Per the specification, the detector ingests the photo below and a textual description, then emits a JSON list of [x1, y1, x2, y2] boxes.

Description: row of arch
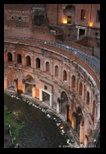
[[7, 52, 90, 105]]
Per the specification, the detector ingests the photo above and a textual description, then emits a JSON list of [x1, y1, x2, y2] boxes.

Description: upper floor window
[[96, 10, 100, 22], [17, 54, 22, 63], [81, 9, 85, 20], [79, 83, 82, 95], [63, 70, 67, 81], [86, 91, 90, 105], [46, 62, 50, 72], [67, 16, 72, 24], [7, 52, 12, 62], [55, 66, 59, 76], [36, 58, 41, 69], [26, 56, 31, 66], [72, 75, 75, 88]]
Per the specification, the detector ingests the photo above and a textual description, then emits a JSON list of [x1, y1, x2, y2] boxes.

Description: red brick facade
[[4, 4, 100, 147]]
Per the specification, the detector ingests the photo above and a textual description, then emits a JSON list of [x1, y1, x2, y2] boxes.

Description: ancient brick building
[[4, 4, 100, 147]]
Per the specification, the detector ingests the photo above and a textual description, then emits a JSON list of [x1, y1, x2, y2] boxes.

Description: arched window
[[55, 65, 59, 76], [72, 75, 75, 88], [92, 101, 96, 117], [36, 58, 41, 69], [26, 56, 31, 66], [79, 82, 82, 95], [7, 52, 12, 62], [86, 91, 90, 105], [17, 54, 22, 63], [63, 70, 67, 81], [46, 62, 50, 72]]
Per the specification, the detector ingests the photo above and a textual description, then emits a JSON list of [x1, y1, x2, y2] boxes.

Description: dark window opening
[[17, 54, 22, 63], [79, 83, 82, 95], [81, 9, 85, 20], [26, 56, 31, 66], [63, 70, 67, 81], [7, 52, 12, 62], [46, 62, 50, 72], [79, 29, 85, 35], [96, 10, 100, 22], [55, 66, 59, 76], [72, 75, 75, 88], [36, 58, 40, 69], [86, 91, 90, 105], [18, 17, 21, 21], [44, 86, 47, 90], [67, 16, 72, 24]]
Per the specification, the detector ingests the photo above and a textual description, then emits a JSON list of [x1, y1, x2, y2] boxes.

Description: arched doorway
[[23, 75, 35, 97], [63, 5, 75, 24], [76, 107, 82, 134], [7, 69, 16, 90], [60, 91, 69, 121]]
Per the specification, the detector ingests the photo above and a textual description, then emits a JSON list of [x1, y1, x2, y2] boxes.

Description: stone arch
[[17, 54, 22, 63], [72, 75, 76, 88], [55, 65, 59, 76], [36, 57, 41, 69], [63, 5, 75, 24], [63, 70, 67, 81], [46, 61, 50, 72], [23, 74, 35, 96], [7, 69, 16, 90], [60, 91, 69, 121], [76, 106, 82, 131], [26, 56, 31, 66], [86, 91, 90, 105], [79, 82, 82, 96], [7, 52, 13, 62]]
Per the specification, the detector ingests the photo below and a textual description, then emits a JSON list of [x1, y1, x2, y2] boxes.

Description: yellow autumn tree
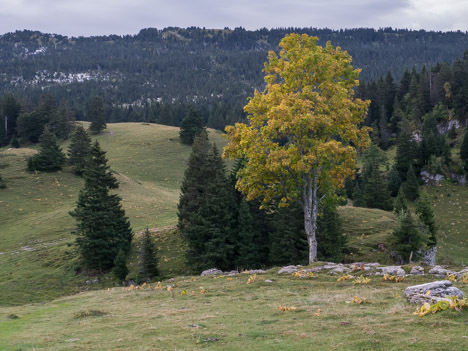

○ ○ ○ ○ ○ ○ ○

Aim of the task = Copy every line of the data above that contains the word "brick". Only matches with the same capitalization count.

Result =
Description: red brick facade
Description: ancient brick building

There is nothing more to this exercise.